** DATASET RECORDS follows **
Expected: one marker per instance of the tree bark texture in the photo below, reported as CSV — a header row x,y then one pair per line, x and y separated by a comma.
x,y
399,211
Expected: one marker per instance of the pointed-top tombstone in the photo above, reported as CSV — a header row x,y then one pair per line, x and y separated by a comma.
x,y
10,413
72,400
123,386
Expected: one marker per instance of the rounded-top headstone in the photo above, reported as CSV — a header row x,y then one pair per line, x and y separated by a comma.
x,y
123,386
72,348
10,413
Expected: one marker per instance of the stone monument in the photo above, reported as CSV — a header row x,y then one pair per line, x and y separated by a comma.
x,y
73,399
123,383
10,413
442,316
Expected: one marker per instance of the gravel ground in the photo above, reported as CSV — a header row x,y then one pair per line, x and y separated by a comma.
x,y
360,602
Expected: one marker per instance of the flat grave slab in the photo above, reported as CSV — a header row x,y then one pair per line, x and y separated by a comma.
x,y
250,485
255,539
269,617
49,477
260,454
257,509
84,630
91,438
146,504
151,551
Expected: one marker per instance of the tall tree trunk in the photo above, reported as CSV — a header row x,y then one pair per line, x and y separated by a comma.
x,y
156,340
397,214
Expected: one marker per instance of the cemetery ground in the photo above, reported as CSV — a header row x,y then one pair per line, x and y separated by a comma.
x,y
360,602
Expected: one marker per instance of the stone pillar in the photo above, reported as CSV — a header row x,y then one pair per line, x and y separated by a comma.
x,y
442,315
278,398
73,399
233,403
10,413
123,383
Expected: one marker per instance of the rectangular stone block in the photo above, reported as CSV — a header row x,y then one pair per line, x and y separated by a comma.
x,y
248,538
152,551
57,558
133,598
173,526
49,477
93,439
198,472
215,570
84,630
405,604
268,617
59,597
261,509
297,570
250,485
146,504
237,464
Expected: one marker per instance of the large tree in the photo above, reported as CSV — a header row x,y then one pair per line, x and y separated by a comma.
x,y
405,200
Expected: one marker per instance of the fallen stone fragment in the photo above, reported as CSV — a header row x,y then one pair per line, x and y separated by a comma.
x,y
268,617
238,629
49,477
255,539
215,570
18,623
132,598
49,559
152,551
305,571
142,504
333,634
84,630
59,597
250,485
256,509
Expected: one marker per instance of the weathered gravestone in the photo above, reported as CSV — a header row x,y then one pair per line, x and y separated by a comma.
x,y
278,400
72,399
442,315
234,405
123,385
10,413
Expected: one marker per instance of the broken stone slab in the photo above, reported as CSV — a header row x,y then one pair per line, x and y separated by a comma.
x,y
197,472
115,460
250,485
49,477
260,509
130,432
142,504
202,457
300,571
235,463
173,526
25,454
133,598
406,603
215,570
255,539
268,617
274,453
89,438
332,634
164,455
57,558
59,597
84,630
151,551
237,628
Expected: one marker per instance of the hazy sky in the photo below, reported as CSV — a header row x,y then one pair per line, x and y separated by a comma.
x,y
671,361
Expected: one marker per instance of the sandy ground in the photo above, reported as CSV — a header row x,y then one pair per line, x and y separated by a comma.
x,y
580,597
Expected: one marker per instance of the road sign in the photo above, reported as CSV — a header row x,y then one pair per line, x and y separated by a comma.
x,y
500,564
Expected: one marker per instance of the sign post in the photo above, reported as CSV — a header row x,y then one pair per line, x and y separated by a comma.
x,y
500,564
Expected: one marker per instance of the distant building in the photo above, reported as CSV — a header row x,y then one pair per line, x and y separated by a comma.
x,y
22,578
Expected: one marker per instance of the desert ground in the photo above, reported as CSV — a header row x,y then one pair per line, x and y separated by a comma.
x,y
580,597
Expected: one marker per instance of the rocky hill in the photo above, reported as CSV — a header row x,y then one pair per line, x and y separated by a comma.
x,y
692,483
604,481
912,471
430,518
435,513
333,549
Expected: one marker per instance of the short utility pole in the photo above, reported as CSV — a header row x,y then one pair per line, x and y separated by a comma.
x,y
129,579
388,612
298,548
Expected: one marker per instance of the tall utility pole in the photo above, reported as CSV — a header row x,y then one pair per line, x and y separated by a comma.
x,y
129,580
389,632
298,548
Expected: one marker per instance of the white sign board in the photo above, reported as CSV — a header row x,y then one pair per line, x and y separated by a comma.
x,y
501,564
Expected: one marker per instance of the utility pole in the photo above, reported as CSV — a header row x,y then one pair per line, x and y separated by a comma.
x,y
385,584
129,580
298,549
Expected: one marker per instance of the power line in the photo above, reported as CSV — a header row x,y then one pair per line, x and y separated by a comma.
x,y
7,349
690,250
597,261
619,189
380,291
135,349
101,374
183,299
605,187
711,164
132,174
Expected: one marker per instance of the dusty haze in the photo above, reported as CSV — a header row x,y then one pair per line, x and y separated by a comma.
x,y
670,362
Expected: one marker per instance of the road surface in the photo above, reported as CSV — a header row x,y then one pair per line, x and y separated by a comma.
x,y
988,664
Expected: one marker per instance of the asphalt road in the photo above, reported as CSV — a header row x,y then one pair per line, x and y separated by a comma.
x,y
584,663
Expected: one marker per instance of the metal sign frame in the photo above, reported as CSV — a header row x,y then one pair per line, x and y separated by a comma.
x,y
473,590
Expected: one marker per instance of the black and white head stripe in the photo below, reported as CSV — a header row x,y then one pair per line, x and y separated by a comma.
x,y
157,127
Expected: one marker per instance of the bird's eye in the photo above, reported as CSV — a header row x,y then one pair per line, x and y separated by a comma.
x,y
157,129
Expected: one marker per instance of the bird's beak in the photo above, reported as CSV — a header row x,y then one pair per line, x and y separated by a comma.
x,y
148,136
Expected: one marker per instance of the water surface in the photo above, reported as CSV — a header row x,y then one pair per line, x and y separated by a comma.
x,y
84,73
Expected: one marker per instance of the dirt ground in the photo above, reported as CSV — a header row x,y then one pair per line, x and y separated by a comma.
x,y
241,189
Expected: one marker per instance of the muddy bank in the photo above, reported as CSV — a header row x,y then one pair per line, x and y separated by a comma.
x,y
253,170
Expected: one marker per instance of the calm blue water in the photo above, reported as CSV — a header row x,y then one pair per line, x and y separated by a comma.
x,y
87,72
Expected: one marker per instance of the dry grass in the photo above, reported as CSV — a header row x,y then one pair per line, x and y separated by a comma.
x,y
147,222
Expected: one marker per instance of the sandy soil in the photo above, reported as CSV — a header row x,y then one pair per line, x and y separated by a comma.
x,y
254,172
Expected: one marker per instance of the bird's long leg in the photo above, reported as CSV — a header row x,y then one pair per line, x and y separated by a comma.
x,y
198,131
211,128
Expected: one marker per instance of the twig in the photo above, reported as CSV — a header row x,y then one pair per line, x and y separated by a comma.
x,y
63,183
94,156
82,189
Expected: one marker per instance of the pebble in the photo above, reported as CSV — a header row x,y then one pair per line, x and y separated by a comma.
** End of DATASET RECORDS **
▶ WHAT IS NEEDED: An exact copy of every line above, start to finish, is required.

▶ RESULT OF THIS EXERCISE:
Expected: one marker per instance of the tree bark texture in the photo below, reported as CSV — a header row x,y then one pair per line, x and y separated by a comma.
x,y
399,211
Expected: one marker per instance of the pointed-top tombstone in the photo above, reported as CSV — a header row x,y then one pair per line, x and y separated by a comma.
x,y
10,413
72,400
123,386
Expected: one marker per instance of the rounded-top headstone in the photo above, reported as CSV — a header row x,y then one pair per line, x and y separated by a comma.
x,y
123,386
72,348
10,413
Expected: one marker per instance of the stone monument in the photo above, reported as CSV — a header row x,y then one pair per line, x and y separated by a comma.
x,y
73,399
123,383
10,413
442,316
Expected: one marker per instance of the gravel ground in the photo above, reported as CSV — a header row x,y then one pair per line, x and y separated by a comma.
x,y
360,602
Expected: one marker per instance of the flat grave slab in the photo above, reported as CSV — a header row x,y then one pair per line, x and y separated by a comma.
x,y
250,485
255,539
269,617
49,477
260,454
257,509
84,630
91,438
146,504
151,551
Expected: one marker per instance of the tall tree trunk in the photo above, reported as CSV — a header row x,y then one pair per line, x and y separated by a comma.
x,y
156,340
397,214
Expected: one marker per instance of the cemetery ground in the photo above, reported as CSV — a header row x,y then one pair per line, x and y separated by a comma.
x,y
360,602
Expected: one marker per instance of the stone pillar in the photo above, reported as CSV — a header row x,y then one pair per line, x and y separated by a comma.
x,y
442,315
278,398
73,399
233,403
10,413
123,383
Expected: one marker per instance of the rectangular stone block in the photo above, reported as CSV — a header row x,y then one pair per line, x and y separated by a comma.
x,y
248,538
152,551
57,558
133,598
173,526
49,477
93,439
198,472
215,570
84,630
405,604
268,617
59,597
261,509
297,570
250,485
146,504
237,464
Expected: one marker per instance of the large tree in the photo above, reported as CSV — a header row x,y then one pair per line, x and y separated by a comma.
x,y
405,200
Expected: one marker per instance of the fallen stone fragment in the photo above, reported as CSV — a header row x,y then one pair per line, x and y separated by a comma.
x,y
268,617
238,629
49,477
255,539
215,570
18,623
132,598
49,559
152,551
305,571
142,504
333,634
84,630
59,597
250,485
256,509
Expected: one marker per instance of the weathered gravestone in the photo above, reported as CSV — a header row x,y then one pair per line, x and y separated by a comma.
x,y
278,400
72,399
442,315
234,405
123,385
10,413
Expected: one marker per instance of the broken stone slab in the photo above, reported as CSV — a header row x,y then one pair per line, x and y separated by a comma.
x,y
197,472
115,460
250,485
49,477
260,509
130,432
142,504
202,457
300,571
235,463
173,526
25,454
133,598
406,603
215,570
255,539
268,617
274,453
89,438
332,634
164,455
57,558
59,597
84,630
151,551
237,628
Expected: one marker per instance of the hazy sky in the photo below, reported as CSV — a header row x,y then one pair per line, x and y separated by a comma.
x,y
671,361
Expected: one marker per instance of the sandy ground in the photo above, reported as CSV — a header row x,y then one pair per line, x and y separated by a comma.
x,y
580,597
Expected: one marker per instance of the road sign in the photo above, reported as CSV — a header row x,y then one pair per line, x and y separated by a comma.
x,y
500,564
Expected: one marker per instance of the sign post in the photo above, reported as CSV — a header row x,y then one pair per line, x and y separated by a comma.
x,y
500,564
Expected: one marker per instance of the distant building in the photo above, reported as CSV — a header row x,y then one pair per line, x and y separated by a comma.
x,y
22,578
Expected: one marker per instance of the desert ground in the photo above, reported as CSV — a header row x,y then one pair per line, x and y separated by a comma.
x,y
580,597
Expected: one marker per instance of the rocky hill in the photo above, reported as CSV — a header row x,y then one pair per line, x and y separated by a comma.
x,y
692,483
604,481
912,471
430,518
435,513
333,549
Expected: one marker per instance of the short utility pole in the photo above, reported as CSV — a header row x,y then one pair per line, x and y separated by a comma.
x,y
129,579
388,612
298,548
Expected: one marker per instance of the tall utility pole in the photo above, reported as CSV — a header row x,y then one pair per line, x and y separated by a comma.
x,y
129,580
389,632
298,548
Expected: one marker per instance of the white sign board in the photo above, reported as CSV — a header row x,y then one pair per line, x and y separated by a comma.
x,y
501,564
Expected: one marker per instance of the utility pole in the photo above, reported as CSV — a header row x,y then one pair per line, x and y separated by a comma.
x,y
385,584
129,580
298,549
Expected: one marker per instance of the power line in the photo above, reported as CSV — a header row x,y then one pair per line, x and y separated by a comma.
x,y
7,349
690,250
597,261
619,189
380,291
135,349
101,374
183,299
605,187
711,164
132,174
Expected: one marker per instance of the dusty haze in the photo above, reported as CSV — a header row x,y then one pair per line, x and y separated by a comma.
x,y
670,362
Expected: one marker per instance of the road surface in the photo above, reported as CSV — a header row x,y then one pair per line, x and y separated by a comma.
x,y
988,664
Expected: one marker per instance of the asphalt road in the photo above, reported as CSV — a header row x,y then one pair per line, x and y separated by a comma.
x,y
584,663
Expected: one marker per instance of the metal sign frame in the photo above, reported as CSV — a header row x,y then one pair per line, x and y separated by a comma.
x,y
473,590
Expected: one marker per instance of the black and white head stripe in the photo below, reported as CSV — a header row x,y then one pair per line, x and y separated by a comma.
x,y
157,127
Expected: one marker per instance of the bird's eye in the photo above, reported as CSV — a header row x,y then one pair per line, x and y separated by a comma.
x,y
157,129
Expected: one marker per instance of the bird's beak in the photo above, reported as CSV — a header row x,y then one pair per line, x and y separated by a comma.
x,y
148,136
Expected: one marker per instance of the water surface in the photo above, reported as CSV — a header row x,y then one pair per line, x and y separated by a comma.
x,y
84,73
Expected: one marker per instance of the dirt ground in the photo above, reported as CSV — a header row x,y then one pair per line, x and y separated by a comma.
x,y
241,189
Expected: one marker per instance of the muddy bank in the photo above, reported as CSV — a header row x,y then one pair per line, x and y separated by a comma.
x,y
253,170
Expected: one marker per instance of the calm blue water in the photo above, reported as CSV — a header row x,y then one pair per line, x and y separated by a comma.
x,y
87,72
Expected: one marker per instance of the dry grass in the photo above, reported as CSV — a header row x,y then one pair per line, x and y separated by a comma.
x,y
147,222
Expected: one marker per instance of the sandy soil in the photo above, reported as CSV — a header row x,y then one pair per line, x and y separated by a comma.
x,y
254,172
Expected: one marker per instance of the bird's long leg in the photo above, reported as CSV — a header row x,y then one pair per line, x and y separated by a comma.
x,y
198,131
211,128
Expected: one marker per instance of the twig in the photo above, reported as CSV — a header row x,y then one pair per line, x and y separated by a comma.
x,y
63,183
94,156
82,189
Expected: one marker per instance of the pebble in the photo above, reported as CSV — a header row x,y then one pair per line, x and y separated by a comma.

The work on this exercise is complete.